------ SOURCE DATA

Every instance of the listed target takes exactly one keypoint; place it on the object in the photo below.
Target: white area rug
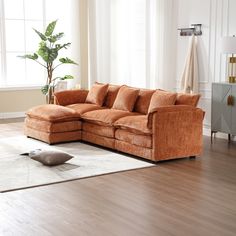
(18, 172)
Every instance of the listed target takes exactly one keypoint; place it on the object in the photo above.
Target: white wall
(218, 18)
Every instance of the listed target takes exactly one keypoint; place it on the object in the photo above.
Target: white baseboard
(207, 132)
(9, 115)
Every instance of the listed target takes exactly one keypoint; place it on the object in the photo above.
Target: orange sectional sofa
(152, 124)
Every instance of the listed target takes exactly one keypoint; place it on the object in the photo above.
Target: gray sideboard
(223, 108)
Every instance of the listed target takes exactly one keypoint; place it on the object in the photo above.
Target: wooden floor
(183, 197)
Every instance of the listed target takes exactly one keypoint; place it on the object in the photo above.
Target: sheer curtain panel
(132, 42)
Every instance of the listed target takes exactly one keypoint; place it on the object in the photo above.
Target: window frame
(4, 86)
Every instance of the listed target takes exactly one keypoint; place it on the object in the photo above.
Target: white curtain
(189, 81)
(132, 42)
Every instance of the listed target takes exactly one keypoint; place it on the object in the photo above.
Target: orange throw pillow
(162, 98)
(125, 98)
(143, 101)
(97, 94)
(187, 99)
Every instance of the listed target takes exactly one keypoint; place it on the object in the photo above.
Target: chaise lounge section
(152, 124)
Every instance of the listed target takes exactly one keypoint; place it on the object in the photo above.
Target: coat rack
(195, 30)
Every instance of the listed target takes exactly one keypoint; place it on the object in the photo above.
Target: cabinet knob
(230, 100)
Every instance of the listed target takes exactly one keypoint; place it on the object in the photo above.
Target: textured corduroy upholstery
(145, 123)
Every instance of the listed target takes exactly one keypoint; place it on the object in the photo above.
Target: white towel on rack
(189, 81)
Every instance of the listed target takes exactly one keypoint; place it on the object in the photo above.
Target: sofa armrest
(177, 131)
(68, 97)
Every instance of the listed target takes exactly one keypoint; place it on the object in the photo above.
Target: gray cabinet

------------

WHAT TO DO
Reproduce the records above word for word, without the images.

OUTPUT FOR THIS EXERCISE
Every instance of the listed target takes exactly one keypoint; place it on the object in the photo below.
Target: white area rug
(18, 172)
Every instance of the listed target takes exactly one keypoint; place it on the object in the photo above.
Target: white wall
(218, 18)
Every instance of the listed target takes exactly one keypoint; place it on the object in the photo above.
Target: white baseboard
(207, 132)
(9, 115)
Every instance of the listed target takes exactly one keypoint; place it on the object in the photo above.
Target: orange sectional sofa
(152, 124)
Every instance of the listed target takes exactly one keypoint; place it on the object in the photo above.
Target: gray sideboard
(223, 108)
Every instance of the listed target takes exactly one keypoint; place it on the object in the photo above.
Target: wooden floor
(183, 197)
Every instance of the listed target takes exactly one keypoint; place it on the object in the photo above.
Target: sheer curtain panel
(132, 42)
Every instance of the listed target takes exactly one keypoint; place it on the object in the photo above.
Target: window frame
(4, 86)
Every instance of the listed target takes exactly one keypoint; place it on the object in the photo above.
Target: white curtain
(189, 81)
(132, 42)
Every instance of the listed target takes exactly one keypoint; place it on the object in the photo above.
Target: orange throw pillow
(162, 98)
(125, 98)
(143, 101)
(97, 94)
(187, 99)
Every instance of the listed target takes exactly one keypoint; place it on the object in the photo above.
Target: chaise lounge section
(152, 124)
Every instance of the listed target takes exactly one keypoint; place it on the object in the photo above.
Target: coat rack
(195, 30)
Every instance of the listed target takes exactly one keypoint; place it on the object in the photo above.
Target: cabinet knob
(230, 100)
Every instance of the listed target takes exactly one keypoint; place it on the object in the photo above.
Target: textured corduroy upholstery
(145, 123)
Every instance of the listed target takes exactly one keypoint; place it on the object in the photo above.
Target: white towel on rack
(189, 81)
Every instance of the listed target takes exactly one keypoint; place it on the object in the photo above.
Target: sofa armrest
(177, 131)
(68, 97)
Every instance of the listed target takes exactly one keypoint; place it on the object in the photo above.
Target: gray cabinet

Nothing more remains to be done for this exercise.